## EXERCISE MATERIALS

— START —

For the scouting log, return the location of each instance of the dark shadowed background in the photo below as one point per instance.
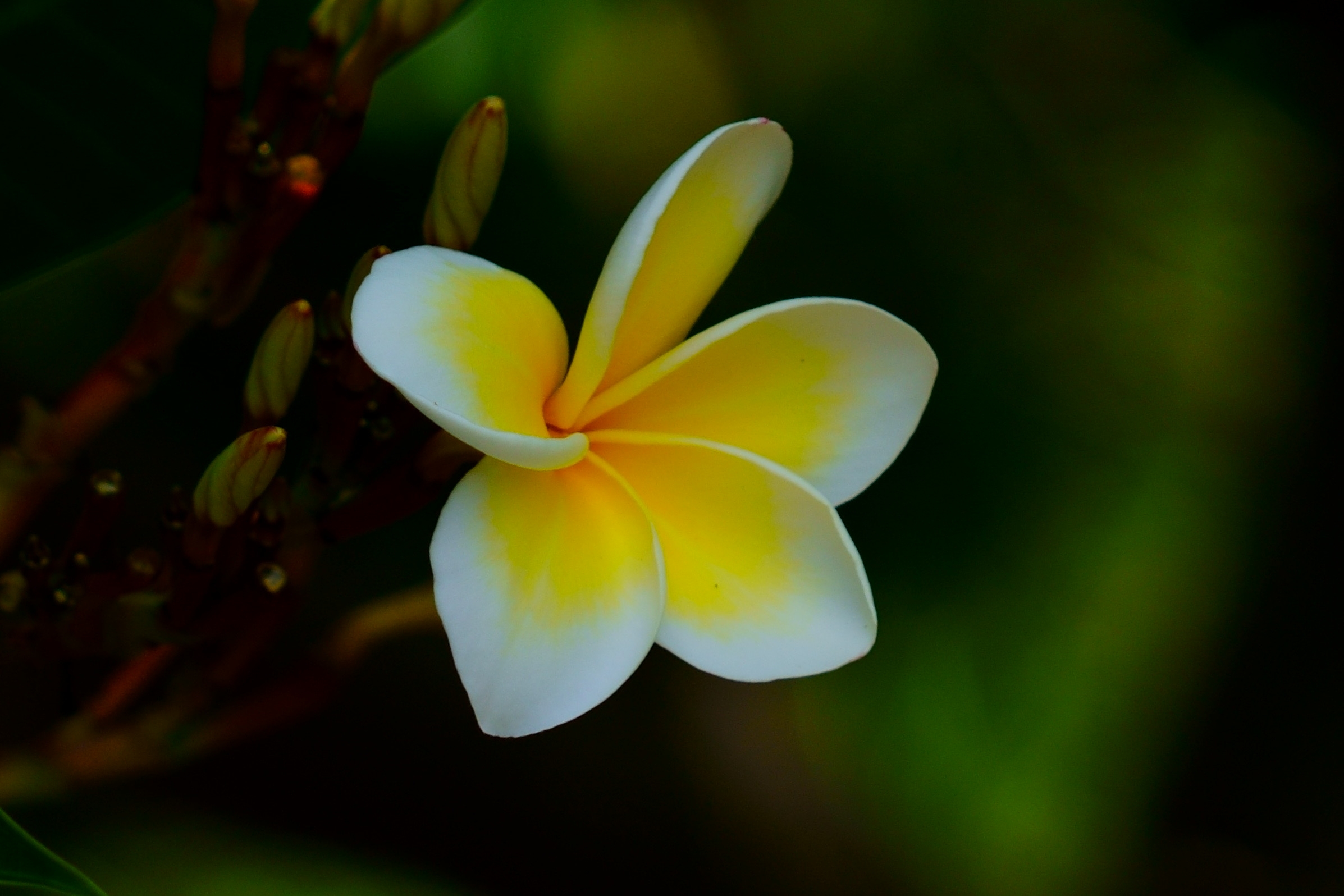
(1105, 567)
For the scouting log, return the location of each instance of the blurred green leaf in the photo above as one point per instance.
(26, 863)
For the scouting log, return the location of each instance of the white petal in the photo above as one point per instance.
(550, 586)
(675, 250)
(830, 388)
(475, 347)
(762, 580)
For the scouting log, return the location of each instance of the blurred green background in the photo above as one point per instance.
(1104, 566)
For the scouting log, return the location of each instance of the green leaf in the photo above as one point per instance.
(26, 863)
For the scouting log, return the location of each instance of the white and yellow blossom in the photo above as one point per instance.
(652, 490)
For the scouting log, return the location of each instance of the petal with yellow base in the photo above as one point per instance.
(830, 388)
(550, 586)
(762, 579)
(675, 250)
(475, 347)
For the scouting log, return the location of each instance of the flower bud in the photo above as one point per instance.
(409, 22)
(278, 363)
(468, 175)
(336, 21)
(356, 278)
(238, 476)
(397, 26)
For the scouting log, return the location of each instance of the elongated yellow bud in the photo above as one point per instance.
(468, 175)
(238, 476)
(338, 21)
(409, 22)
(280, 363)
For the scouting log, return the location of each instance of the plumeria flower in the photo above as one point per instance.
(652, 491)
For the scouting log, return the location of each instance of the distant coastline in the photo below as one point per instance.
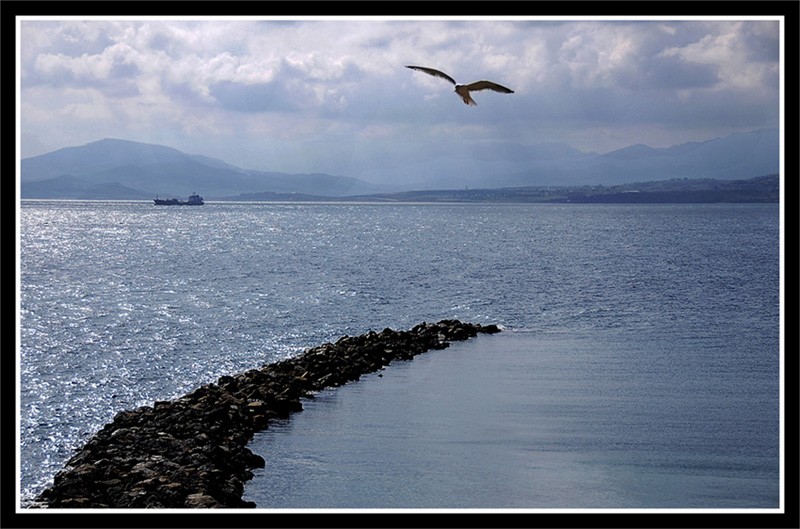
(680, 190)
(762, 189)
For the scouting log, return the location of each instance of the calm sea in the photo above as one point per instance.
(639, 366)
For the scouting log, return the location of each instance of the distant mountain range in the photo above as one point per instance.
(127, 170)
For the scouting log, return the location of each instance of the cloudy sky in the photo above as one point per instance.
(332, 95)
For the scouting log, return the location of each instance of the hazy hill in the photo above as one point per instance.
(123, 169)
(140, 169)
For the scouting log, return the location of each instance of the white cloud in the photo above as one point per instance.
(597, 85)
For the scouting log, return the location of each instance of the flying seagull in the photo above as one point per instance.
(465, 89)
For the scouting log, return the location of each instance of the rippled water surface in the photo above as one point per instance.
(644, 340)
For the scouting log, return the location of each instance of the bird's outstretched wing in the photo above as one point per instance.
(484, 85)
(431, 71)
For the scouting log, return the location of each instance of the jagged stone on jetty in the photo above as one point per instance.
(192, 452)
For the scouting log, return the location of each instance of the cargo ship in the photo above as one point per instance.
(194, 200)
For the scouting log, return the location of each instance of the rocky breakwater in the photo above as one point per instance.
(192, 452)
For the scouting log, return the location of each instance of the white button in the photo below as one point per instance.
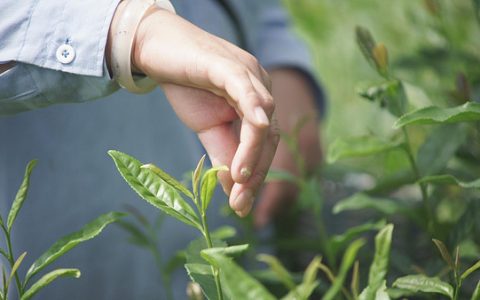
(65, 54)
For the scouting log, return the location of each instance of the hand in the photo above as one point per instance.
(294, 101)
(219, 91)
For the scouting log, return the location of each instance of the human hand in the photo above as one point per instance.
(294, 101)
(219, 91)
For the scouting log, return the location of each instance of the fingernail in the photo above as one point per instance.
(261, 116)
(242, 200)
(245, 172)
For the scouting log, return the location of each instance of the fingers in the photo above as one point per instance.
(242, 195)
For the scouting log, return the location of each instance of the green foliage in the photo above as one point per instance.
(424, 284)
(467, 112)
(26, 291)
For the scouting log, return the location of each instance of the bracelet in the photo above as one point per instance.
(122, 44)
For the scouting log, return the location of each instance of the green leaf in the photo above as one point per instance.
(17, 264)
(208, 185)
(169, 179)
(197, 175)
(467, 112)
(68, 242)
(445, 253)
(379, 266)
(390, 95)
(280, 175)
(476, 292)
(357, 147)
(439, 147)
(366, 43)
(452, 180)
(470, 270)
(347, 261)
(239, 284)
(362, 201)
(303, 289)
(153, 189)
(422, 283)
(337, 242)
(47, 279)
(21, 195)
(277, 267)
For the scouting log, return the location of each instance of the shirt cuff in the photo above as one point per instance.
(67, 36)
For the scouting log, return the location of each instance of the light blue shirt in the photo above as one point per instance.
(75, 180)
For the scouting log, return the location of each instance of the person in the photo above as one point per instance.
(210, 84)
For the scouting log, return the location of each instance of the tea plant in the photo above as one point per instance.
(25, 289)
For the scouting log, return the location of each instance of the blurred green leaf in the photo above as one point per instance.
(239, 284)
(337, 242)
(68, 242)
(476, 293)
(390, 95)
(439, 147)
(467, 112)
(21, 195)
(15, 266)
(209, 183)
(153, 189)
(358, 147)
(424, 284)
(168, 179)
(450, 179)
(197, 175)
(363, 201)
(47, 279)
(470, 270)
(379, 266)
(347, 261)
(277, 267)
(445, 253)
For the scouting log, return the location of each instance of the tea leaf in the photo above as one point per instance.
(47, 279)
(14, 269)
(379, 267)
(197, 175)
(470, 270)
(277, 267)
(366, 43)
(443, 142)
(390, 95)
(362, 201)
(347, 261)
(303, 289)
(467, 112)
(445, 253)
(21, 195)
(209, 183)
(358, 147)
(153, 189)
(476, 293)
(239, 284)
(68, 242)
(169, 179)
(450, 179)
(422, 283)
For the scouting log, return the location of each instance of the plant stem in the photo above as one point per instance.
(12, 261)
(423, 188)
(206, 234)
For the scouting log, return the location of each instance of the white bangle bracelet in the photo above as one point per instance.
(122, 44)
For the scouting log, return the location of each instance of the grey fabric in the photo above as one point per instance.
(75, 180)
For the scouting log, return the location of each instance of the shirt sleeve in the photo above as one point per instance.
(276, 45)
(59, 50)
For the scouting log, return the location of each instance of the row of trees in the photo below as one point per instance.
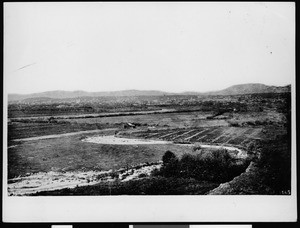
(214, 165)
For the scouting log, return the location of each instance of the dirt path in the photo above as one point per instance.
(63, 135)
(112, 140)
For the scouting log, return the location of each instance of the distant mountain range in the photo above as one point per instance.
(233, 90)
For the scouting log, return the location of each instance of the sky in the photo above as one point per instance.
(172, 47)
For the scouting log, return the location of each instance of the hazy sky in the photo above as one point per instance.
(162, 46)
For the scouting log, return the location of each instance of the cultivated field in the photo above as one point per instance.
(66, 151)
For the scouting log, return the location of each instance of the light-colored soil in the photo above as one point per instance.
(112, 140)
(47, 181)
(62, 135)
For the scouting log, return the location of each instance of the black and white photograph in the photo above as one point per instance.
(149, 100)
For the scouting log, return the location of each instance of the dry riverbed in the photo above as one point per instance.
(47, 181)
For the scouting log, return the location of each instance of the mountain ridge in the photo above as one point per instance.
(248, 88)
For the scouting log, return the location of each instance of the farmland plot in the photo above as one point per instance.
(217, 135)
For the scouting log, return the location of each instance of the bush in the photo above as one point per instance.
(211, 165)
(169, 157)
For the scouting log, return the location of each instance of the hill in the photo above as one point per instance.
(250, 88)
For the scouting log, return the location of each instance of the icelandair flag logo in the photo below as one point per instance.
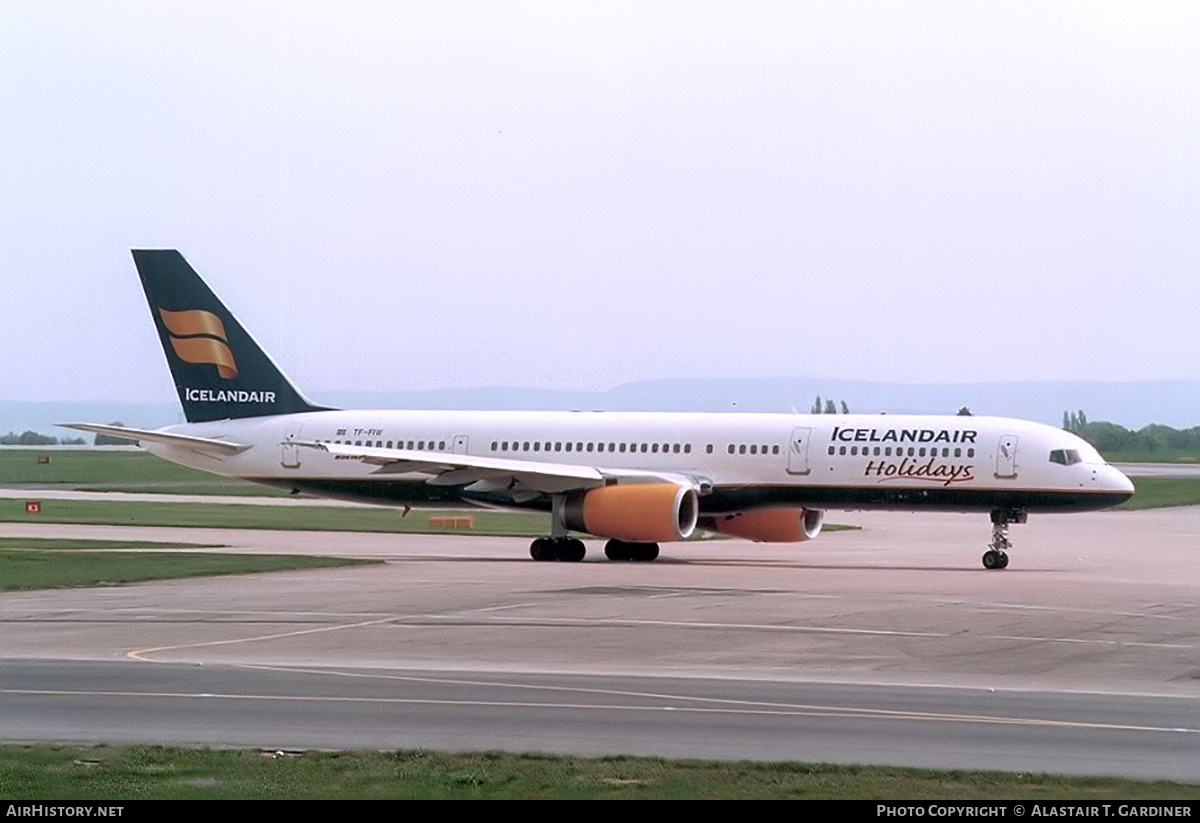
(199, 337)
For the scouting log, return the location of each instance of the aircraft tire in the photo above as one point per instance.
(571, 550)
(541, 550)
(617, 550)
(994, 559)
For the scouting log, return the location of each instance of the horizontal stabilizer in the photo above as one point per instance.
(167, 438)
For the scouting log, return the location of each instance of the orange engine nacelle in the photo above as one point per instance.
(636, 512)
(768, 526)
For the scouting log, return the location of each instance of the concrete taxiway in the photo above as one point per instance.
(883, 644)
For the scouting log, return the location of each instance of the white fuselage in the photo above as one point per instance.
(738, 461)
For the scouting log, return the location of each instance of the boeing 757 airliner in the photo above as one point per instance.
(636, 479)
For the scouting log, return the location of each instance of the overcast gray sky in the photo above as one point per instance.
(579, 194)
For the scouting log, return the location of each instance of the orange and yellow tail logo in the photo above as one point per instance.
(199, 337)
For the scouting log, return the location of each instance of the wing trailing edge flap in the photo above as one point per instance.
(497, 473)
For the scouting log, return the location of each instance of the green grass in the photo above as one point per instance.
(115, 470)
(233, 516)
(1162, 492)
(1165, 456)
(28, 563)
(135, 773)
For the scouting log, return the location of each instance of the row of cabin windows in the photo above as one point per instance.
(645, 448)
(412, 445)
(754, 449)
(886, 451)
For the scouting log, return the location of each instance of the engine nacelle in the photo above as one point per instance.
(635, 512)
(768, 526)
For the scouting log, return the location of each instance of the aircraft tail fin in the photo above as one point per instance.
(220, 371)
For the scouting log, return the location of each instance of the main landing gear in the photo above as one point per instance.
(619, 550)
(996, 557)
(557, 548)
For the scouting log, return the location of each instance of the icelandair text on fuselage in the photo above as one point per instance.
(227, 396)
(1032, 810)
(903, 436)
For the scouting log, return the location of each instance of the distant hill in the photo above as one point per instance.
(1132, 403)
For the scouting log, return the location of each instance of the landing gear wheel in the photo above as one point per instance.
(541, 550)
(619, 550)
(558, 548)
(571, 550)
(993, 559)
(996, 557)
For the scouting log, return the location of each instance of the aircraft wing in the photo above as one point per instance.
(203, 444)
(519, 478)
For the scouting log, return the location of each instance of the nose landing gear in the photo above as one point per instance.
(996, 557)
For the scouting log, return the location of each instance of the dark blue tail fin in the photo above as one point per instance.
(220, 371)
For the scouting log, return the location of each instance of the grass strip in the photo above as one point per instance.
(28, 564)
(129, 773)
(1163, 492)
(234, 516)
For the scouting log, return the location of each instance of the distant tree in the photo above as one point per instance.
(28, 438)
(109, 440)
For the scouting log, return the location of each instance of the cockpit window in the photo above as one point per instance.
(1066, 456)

— END —

## WORK REQUIRED
Put the items above, from the start through the line containing "(1105, 567)", into a two-column CSV with the header text,answer. Give one row per item, with its text and its answer each in a single quoted field, replace line breaks with spaces, and omit the pictures.

## TASK RESPONSE
text,answer
"For the scouting log, return the location of each instance of the dark shadowed background in the photo below as one point per instance.","(1105, 567)"